─── Extrait fourni ───
Dans les pays du Sahel, le changement climatique est de nos jours l’une des principales contraintes auxquelles font face les agriculteurs et agricultrices. Mais ce phénomène est aussi pour ces derniers une source d’inspiration intarissable. Çà et là, on recense des agriculteurs et agricultrices qui, pour s’adapter à un environnement de moins en moins propice à l’activité agricole, font appel à leur esprit créatif. Ils mettent en place des innovations à partir de leur observation, à partir de connaissances endogènes et en utilisant des matériaux locaux. Des innovations qui, progressivement, changent leur vie et créent un impact dans leur communauté. Cet article partage l’expérience de Tani Lankoandé.

Tani Lankoandé, une agricultrice d’une trentaine d’années,ne peut s’empêcher d’afficher un sourire quand elle parcourt son champ à maturité. C’est presque inespéré de produire autant de sorgho, de niébé et d’arachides sur cette terre aussi dégradée, à Sagadou dans l’une des zones les plus arides dans la région de l’Est au Burkina Faso. Les récoltes s’annoncent bonnes. Mais Tani Lankoandé doit cette prouesse à son imagination créative d’où est sortie la technique des feuilles mortes pour régénérer le sol et amortir les effets néfastes des changements climatiques. Pendant la saison sèche, Tani Lankoandé ramasse les feuilles mortes des arbres qu’elle entasse dans son champ en prenant le soin de les mélanger avec de la cendre. Après les premières pluies, l’agricultrice étale les feuilles déjà en étant de décomposition dans son champ avant de labourer. Une technique qui s’avère payante.
───
Recopiez fidèlement le passage de l'extrait sur Tani Lankoandé qui commence par « Tani Lankoandé, une » et se poursuit jusqu'à « qui s’avère payante. ».
─── Données enregistrées ───
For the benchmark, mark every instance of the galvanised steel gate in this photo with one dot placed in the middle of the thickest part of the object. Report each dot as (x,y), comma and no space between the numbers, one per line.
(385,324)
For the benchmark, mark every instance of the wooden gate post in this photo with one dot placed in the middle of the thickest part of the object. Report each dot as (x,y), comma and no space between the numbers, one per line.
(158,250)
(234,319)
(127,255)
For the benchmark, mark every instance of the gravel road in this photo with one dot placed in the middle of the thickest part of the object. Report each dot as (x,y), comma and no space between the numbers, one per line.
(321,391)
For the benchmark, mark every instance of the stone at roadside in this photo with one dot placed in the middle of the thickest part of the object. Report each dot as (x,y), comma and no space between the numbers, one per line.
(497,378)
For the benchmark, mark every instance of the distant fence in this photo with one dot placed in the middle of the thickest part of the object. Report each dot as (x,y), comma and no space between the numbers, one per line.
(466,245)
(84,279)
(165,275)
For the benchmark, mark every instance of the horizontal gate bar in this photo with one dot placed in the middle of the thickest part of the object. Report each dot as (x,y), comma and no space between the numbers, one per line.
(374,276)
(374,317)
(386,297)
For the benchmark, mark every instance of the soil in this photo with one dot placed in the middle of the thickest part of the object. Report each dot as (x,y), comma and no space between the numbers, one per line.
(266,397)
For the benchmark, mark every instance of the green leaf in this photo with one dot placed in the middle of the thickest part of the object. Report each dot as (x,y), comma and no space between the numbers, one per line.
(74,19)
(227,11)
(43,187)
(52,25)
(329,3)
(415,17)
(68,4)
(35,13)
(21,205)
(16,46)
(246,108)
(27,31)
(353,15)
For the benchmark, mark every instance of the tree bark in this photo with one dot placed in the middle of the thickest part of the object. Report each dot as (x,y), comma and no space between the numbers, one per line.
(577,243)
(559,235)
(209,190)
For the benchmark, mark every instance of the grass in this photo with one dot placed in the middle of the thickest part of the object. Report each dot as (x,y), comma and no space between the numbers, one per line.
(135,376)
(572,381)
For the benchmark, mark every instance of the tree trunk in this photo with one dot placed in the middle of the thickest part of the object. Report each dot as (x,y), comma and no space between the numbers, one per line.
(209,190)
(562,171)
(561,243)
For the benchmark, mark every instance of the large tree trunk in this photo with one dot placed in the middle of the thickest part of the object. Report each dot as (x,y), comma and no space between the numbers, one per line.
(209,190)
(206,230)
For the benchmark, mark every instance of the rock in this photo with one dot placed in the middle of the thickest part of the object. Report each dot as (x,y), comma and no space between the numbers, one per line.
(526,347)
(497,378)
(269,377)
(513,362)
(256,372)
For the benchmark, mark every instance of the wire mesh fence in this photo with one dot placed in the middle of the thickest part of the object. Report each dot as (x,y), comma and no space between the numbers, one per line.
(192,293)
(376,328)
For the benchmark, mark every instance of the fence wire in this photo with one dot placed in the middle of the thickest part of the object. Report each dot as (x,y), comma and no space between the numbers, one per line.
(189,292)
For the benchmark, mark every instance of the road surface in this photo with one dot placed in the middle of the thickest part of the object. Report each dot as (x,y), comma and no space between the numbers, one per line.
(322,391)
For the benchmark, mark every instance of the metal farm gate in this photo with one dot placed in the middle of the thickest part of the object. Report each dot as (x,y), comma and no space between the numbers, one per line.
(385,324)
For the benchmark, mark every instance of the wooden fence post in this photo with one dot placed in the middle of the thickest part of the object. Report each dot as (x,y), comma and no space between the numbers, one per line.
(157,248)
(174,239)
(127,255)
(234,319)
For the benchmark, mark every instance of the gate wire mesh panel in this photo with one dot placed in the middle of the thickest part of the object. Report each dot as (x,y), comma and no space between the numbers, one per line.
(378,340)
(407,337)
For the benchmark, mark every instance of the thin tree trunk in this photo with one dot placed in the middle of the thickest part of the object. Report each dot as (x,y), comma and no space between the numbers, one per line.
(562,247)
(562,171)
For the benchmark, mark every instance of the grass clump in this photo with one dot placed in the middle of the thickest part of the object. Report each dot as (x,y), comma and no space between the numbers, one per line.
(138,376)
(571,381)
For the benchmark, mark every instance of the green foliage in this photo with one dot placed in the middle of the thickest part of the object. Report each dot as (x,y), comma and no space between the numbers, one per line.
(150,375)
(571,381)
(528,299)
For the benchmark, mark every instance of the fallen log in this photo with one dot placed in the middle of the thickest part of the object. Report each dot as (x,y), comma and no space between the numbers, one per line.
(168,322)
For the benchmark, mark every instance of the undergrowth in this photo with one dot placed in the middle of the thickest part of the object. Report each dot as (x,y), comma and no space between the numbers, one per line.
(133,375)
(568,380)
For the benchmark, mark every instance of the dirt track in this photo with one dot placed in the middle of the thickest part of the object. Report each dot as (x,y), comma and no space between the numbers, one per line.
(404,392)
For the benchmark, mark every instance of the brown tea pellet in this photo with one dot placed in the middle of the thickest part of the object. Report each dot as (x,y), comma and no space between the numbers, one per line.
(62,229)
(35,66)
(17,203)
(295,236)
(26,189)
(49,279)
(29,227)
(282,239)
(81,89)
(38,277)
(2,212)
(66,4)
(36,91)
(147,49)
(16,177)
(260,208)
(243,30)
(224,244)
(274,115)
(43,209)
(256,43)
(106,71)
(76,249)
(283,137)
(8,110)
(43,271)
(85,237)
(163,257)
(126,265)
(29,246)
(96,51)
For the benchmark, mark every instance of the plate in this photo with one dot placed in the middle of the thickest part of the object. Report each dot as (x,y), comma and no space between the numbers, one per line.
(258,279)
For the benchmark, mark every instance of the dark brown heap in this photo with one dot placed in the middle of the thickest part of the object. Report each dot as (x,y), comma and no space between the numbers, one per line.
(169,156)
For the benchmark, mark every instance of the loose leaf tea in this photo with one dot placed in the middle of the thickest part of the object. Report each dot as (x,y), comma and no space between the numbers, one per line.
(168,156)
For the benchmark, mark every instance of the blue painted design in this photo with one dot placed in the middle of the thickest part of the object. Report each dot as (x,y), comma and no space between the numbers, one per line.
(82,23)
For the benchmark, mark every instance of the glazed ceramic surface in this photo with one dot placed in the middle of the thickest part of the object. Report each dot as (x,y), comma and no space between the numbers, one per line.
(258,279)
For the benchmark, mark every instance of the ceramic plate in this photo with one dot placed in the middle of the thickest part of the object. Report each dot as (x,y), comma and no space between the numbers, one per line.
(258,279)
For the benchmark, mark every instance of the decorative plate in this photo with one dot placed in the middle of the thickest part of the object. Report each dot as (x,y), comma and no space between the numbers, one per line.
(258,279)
───
Solution du problème:
Tani Lankoandé, une agricultrice d’une trentaine d’années,ne peut s’empêcher d’afficher un sourire quand elle parcourt son champ à maturité. C’est presque inespéré de produire autant de sorgho, de niébé et d’arachides sur cette terre aussi dégradée, à Sagadou dans l’une des zones les plus arides dans la région de l’Est au Burkina Faso. Les récoltes s’annoncent bonnes. Mais Tani Lankoandé doit cette prouesse à son imagination créative d’où est sortie la technique des feuilles mortes pour régénérer le sol et amortir les effets néfastes des changements climatiques. Pendant la saison sèche, Tani Lankoandé ramasse les feuilles mortes des arbres qu’elle entasse dans son champ en prenant le soin de les mélanger avec de la cendre. Après les premières pluies, l’agricultrice étale les feuilles déjà en étant de décomposition dans son champ avant de labourer. Une technique qui s’avère payante.